Which lines in the material below contain the string "kitchen"? Return each such line in full.

....

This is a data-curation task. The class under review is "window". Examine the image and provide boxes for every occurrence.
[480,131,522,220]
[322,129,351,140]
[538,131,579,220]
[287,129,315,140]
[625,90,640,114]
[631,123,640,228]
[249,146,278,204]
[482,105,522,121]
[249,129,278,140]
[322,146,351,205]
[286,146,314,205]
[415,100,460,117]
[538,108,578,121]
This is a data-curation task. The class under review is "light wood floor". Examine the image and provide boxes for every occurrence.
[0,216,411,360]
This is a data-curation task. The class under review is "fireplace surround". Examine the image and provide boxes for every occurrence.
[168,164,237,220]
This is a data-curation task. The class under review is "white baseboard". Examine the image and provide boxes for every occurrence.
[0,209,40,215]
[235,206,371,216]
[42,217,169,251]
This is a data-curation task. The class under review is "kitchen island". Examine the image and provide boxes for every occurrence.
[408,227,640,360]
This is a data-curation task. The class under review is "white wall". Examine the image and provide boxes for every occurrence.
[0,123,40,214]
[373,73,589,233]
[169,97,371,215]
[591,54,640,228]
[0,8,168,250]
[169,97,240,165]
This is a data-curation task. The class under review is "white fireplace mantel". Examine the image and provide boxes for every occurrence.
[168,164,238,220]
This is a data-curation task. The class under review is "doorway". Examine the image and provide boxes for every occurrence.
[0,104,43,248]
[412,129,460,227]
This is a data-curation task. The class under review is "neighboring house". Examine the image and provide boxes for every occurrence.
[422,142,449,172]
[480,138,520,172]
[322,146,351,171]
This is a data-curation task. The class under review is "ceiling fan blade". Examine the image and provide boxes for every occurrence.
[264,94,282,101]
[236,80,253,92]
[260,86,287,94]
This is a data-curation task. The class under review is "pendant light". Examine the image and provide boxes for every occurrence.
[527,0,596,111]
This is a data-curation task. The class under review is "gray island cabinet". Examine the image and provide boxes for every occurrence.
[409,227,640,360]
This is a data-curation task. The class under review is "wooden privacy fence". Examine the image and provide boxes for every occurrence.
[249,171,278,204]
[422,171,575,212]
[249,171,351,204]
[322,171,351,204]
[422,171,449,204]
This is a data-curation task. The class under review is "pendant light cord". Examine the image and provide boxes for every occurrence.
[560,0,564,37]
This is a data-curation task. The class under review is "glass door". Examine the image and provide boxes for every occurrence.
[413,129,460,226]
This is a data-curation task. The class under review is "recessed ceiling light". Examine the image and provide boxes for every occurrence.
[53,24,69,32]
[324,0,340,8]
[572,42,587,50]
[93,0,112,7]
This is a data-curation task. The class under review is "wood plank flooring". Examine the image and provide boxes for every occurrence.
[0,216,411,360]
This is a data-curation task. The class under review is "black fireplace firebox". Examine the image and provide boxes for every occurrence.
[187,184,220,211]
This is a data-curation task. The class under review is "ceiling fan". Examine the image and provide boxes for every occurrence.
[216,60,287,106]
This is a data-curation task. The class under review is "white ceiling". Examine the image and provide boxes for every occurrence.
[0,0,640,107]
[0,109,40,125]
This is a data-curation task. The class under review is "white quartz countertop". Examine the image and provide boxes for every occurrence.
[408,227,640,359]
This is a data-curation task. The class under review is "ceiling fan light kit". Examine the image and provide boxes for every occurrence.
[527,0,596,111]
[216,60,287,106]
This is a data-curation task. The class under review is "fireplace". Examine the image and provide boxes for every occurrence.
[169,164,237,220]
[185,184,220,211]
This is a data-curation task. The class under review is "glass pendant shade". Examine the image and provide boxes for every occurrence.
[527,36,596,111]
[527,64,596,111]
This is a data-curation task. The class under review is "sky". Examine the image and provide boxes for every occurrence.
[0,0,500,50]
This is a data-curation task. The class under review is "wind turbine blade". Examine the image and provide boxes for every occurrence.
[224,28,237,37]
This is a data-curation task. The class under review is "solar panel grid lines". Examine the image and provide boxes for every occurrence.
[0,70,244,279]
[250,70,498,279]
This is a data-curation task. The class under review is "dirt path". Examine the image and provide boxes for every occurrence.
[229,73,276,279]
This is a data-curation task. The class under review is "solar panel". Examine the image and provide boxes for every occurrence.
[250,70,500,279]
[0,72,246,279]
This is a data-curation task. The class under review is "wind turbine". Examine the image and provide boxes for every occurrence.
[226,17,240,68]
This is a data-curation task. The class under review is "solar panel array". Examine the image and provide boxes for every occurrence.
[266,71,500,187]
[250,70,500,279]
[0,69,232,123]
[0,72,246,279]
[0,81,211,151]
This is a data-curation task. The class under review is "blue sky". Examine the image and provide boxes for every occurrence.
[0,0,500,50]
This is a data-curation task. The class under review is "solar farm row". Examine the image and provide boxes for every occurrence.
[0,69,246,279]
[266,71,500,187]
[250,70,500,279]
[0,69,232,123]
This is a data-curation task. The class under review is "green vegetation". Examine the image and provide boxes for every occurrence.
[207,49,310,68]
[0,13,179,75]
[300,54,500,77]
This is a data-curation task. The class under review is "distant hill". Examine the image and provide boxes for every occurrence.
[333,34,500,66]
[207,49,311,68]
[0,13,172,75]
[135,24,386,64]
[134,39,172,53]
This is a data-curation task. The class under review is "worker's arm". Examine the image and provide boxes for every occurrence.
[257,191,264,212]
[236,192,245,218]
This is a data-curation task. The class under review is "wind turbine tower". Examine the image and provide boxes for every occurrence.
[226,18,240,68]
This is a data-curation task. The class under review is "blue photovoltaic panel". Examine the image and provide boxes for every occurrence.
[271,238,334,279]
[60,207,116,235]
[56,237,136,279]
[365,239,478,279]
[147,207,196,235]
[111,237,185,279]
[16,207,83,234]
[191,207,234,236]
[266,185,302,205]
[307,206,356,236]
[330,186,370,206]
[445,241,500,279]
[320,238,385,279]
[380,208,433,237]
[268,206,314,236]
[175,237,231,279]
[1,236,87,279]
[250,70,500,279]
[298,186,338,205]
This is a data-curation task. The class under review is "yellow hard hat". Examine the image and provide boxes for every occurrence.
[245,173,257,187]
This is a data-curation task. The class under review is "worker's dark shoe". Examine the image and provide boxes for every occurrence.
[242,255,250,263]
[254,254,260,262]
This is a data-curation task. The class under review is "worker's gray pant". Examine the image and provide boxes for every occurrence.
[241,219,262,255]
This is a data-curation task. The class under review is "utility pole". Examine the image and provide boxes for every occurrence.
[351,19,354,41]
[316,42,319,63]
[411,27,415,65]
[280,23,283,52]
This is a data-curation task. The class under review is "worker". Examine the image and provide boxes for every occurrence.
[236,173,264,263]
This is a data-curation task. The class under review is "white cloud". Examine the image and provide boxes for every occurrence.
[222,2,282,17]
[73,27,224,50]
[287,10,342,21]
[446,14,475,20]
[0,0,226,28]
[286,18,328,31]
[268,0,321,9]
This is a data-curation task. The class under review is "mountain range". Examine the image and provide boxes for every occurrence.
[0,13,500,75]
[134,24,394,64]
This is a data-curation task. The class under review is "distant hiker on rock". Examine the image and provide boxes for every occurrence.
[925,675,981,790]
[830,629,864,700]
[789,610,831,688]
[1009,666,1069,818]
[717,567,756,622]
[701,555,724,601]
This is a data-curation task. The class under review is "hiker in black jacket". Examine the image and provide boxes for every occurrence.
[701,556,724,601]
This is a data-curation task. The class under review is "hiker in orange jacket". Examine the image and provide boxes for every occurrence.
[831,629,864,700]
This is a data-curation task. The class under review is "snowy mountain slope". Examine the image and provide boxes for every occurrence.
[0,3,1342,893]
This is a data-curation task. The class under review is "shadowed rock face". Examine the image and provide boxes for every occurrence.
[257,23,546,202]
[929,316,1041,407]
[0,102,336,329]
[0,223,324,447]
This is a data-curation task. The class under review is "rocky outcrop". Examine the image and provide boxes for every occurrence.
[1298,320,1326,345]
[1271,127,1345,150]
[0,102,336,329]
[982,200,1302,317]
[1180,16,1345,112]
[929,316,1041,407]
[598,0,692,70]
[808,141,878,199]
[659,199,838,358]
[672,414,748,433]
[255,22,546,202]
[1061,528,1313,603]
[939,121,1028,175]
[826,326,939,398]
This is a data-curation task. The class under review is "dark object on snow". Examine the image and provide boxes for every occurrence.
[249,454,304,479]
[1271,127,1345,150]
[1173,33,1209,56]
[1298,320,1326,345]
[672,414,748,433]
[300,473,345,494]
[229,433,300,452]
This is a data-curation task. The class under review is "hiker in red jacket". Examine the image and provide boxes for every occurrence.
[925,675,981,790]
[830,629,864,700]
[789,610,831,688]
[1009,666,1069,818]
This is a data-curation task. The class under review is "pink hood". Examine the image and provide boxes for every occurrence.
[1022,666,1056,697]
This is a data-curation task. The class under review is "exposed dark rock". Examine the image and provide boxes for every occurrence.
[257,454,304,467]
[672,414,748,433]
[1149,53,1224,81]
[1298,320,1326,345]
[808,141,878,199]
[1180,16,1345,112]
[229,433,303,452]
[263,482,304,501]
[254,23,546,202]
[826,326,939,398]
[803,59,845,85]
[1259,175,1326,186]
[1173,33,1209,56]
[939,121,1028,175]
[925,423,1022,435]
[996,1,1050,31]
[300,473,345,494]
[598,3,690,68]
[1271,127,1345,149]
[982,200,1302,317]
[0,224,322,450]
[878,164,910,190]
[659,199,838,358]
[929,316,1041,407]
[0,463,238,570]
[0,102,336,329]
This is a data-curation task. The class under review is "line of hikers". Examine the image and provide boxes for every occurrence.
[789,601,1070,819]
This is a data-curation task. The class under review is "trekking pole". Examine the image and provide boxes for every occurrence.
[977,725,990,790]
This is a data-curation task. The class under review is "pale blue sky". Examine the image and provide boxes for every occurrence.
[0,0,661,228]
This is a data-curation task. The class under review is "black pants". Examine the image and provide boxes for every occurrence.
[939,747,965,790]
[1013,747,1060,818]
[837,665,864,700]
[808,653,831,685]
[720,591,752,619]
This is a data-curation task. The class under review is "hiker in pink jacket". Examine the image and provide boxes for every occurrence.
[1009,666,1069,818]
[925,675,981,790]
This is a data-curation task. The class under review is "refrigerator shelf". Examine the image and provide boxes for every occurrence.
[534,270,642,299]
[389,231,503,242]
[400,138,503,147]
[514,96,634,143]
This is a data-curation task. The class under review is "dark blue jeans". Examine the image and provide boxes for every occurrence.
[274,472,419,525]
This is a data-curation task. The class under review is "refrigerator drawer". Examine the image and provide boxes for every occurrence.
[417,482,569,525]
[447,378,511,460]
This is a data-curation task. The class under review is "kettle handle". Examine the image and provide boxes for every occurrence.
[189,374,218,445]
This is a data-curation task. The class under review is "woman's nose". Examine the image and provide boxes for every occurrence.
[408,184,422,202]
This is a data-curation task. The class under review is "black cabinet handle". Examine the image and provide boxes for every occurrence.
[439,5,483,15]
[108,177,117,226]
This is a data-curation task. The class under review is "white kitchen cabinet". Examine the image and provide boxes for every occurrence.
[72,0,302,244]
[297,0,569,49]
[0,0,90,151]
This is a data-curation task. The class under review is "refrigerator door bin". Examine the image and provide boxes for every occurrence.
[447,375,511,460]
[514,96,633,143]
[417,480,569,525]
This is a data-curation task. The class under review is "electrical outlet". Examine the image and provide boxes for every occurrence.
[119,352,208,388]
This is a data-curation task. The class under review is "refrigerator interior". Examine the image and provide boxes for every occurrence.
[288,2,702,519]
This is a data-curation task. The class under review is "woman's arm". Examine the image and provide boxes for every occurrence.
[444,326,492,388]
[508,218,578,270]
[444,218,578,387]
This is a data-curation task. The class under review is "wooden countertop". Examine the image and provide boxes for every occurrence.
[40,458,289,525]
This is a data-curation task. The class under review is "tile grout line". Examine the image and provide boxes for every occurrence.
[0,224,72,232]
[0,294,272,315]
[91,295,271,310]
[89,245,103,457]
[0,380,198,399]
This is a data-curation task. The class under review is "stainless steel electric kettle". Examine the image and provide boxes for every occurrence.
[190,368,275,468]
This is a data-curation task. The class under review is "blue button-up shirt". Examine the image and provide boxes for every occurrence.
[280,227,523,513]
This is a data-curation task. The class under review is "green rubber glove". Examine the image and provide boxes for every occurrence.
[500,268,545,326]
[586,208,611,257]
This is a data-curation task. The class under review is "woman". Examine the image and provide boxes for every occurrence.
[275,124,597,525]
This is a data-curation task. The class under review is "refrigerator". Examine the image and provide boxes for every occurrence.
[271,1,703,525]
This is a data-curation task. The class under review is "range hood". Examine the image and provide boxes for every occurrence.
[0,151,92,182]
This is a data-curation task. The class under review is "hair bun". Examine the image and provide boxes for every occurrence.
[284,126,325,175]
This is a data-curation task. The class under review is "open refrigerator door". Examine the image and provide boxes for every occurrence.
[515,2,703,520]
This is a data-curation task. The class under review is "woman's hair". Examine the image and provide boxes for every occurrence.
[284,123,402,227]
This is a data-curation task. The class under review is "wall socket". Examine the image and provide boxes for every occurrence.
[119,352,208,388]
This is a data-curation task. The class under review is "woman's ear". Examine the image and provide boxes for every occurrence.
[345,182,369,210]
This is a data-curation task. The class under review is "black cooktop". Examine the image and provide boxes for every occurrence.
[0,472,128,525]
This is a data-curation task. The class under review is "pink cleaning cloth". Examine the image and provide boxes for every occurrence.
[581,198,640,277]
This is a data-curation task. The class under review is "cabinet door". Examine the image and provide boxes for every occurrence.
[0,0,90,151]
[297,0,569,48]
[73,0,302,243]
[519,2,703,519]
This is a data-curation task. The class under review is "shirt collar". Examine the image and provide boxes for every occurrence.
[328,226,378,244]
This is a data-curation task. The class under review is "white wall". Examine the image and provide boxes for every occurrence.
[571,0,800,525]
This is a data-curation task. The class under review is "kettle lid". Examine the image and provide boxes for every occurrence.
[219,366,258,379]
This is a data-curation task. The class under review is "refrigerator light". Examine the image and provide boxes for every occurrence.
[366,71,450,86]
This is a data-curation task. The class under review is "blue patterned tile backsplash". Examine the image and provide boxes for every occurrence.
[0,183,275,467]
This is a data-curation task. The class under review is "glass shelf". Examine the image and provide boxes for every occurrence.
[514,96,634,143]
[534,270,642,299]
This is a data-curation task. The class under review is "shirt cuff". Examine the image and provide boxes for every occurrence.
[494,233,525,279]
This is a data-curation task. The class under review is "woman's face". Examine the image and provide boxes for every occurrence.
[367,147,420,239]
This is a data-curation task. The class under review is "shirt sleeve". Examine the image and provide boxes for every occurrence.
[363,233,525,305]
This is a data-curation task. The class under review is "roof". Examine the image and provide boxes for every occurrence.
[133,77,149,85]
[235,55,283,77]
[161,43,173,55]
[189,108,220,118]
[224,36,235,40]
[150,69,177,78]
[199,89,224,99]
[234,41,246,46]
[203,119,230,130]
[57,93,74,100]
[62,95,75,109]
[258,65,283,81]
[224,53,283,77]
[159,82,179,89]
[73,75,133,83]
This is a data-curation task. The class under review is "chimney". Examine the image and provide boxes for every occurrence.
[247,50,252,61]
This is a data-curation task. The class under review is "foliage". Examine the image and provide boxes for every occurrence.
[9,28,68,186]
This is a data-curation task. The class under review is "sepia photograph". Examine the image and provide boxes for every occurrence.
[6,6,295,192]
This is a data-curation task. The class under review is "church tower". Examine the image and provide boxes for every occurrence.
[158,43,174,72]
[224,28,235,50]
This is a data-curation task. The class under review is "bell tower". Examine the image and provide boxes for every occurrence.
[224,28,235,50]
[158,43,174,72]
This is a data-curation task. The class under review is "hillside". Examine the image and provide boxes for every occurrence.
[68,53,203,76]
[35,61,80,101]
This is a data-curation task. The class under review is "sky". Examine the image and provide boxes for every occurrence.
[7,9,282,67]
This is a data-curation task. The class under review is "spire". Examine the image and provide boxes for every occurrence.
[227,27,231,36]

....

# EXPECTED OUTPUT
This is a data-curation task. The class under review is "kitchen island". Examine the image and provide boxes for every occurrence.
This is a data-curation task. The class under review is "white kitchen cabinet". Examine the image and provide boxes for every occurrence.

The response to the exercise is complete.